- Set exercise:
Your task is to output all the records below, word for word.

- Record set:
·····
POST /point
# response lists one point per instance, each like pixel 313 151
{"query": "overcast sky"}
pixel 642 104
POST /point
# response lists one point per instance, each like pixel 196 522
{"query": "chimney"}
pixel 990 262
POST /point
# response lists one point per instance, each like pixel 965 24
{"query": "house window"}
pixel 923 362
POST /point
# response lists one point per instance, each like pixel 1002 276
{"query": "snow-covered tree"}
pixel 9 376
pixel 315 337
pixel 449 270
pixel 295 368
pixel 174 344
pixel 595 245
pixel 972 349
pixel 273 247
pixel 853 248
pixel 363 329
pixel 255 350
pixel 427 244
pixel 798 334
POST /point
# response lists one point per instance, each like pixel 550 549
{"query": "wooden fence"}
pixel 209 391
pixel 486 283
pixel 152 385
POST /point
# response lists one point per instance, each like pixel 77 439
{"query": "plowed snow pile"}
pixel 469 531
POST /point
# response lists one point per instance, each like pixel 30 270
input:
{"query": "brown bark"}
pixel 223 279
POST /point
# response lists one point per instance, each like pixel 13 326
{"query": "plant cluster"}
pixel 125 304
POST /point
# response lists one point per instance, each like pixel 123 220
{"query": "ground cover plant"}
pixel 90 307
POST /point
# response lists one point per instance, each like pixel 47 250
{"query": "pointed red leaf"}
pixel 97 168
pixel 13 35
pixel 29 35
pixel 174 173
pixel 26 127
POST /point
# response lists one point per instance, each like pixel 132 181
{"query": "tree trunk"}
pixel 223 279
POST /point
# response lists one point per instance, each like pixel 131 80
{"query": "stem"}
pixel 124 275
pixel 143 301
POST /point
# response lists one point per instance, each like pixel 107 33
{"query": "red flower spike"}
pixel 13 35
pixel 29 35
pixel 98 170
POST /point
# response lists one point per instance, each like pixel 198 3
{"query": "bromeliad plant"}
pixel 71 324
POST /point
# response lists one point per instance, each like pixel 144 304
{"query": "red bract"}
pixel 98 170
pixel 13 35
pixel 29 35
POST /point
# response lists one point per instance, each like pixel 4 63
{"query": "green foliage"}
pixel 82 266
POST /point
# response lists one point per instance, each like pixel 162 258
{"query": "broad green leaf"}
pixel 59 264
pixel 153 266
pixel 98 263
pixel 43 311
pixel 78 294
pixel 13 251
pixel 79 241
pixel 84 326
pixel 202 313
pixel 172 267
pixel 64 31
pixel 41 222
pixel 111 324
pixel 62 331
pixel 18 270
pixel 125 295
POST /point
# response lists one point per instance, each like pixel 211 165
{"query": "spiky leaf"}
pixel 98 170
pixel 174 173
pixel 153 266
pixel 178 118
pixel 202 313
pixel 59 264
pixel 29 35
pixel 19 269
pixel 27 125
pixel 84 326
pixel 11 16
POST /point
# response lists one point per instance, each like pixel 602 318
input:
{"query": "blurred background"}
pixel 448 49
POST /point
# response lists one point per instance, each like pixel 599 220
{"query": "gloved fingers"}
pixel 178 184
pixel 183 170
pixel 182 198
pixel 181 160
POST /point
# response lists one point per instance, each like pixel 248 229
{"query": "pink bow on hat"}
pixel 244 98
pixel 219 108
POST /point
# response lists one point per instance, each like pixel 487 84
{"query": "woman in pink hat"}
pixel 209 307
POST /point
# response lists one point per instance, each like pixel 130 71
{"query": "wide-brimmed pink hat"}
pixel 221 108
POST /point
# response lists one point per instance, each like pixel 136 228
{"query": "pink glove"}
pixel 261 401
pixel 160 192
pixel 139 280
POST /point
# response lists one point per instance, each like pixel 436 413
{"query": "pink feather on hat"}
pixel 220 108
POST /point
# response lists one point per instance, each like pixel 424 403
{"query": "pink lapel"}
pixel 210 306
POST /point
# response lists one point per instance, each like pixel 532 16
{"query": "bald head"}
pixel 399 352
·····
- Solution to this exercise:
POST /point
# response lists one point per instance, each like pixel 313 151
{"query": "overcast sky"}
pixel 642 104
POST /point
# response lists one point per instance, each like pixel 196 522
{"query": "chimney"}
pixel 990 262
POST /point
# response lists one point per instance, each like pixel 965 24
{"query": "house window"}
pixel 923 362
POST /point
# response lists one point per instance, each like pixel 1002 276
{"query": "snow-covered tree"}
pixel 9 376
pixel 315 337
pixel 449 270
pixel 295 368
pixel 174 344
pixel 595 245
pixel 972 349
pixel 273 247
pixel 853 248
pixel 363 329
pixel 255 350
pixel 427 244
pixel 798 334
POST /point
# response lists one point per instance, each like pixel 550 549
{"query": "wooden fence"}
pixel 209 391
pixel 486 283
pixel 152 385
POST /point
# response lists one point per instance, each like pixel 77 439
{"query": "plowed snow pile"}
pixel 469 531
POST /point
# response lists one point per instance, each like pixel 30 270
input:
{"query": "brown bark"}
pixel 223 279
POST /point
# response lists one point per instance, each like pixel 13 326
{"query": "plant cluster"}
pixel 125 304
POST /point
# response lists one point per instance, each like pixel 123 220
{"query": "ground cover plant"}
pixel 90 307
POST /point
# response lists one point per instance, each like pixel 47 250
{"query": "pointed red leaf"}
pixel 97 168
pixel 13 35
pixel 29 35
pixel 174 173
pixel 26 127
POST /point
# response lists one point per instance, each like pixel 132 181
{"query": "tree trunk"}
pixel 223 279
POST /point
# response lists one point per instance, each like pixel 131 80
{"query": "stem"}
pixel 124 275
pixel 143 301
POST /point
# response lists one point per instance, each like pixel 107 33
{"query": "red flower spike"}
pixel 13 35
pixel 29 35
pixel 98 170
POST /point
# response lists one point per instance, each like pixel 198 3
{"query": "bromeliad plant"}
pixel 71 324
POST /point
# response lists one point per instance, each like pixel 144 304
{"query": "red bract"}
pixel 98 170
pixel 13 35
pixel 29 35
POST /point
# response lists one point per instance, each like pixel 4 63
{"query": "green foliage"}
pixel 82 266
POST /point
# response lists one point per instance, each like pixel 162 258
{"query": "broad green leaf"}
pixel 59 264
pixel 153 266
pixel 98 263
pixel 43 311
pixel 78 294
pixel 13 251
pixel 79 241
pixel 84 326
pixel 202 313
pixel 172 267
pixel 64 31
pixel 41 222
pixel 111 324
pixel 62 331
pixel 18 270
pixel 125 295
POST /point
# response lists one point per instance, each like pixel 211 165
{"query": "spiky leaf"}
pixel 98 170
pixel 174 173
pixel 153 266
pixel 178 118
pixel 202 313
pixel 59 264
pixel 29 35
pixel 19 269
pixel 27 125
pixel 84 326
pixel 11 16
POST /point
# response lists one point per instance, each like pixel 602 318
input:
{"query": "blurred background"}
pixel 448 49
POST /point
# response lists one point per instance, each like pixel 599 220
{"query": "gloved fingers"}
pixel 178 184
pixel 183 170
pixel 182 198
pixel 181 160
POST /point
# response lists one point per instance, each like pixel 248 229
{"query": "pink bow on hat"}
pixel 244 98
pixel 219 108
POST /point
# response lists one point per instance, each like pixel 487 84
{"query": "woman in pink hat"}
pixel 209 307
POST /point
# response lists one point per instance, each like pixel 130 71
{"query": "wide-brimmed pink hat"}
pixel 221 108
POST /point
# response lists one point per instance, each like pixel 136 228
{"query": "pink glove"}
pixel 261 401
pixel 160 192
pixel 139 280
POST /point
# response lists one point per instance, each like pixel 436 413
{"query": "pink feather on hat"}
pixel 220 108
POST /point
# response lists one point per instance, each like pixel 424 403
{"query": "pink lapel"}
pixel 210 306
POST /point
# response lists one point per instance, each like pixel 532 16
{"query": "bald head"}
pixel 399 352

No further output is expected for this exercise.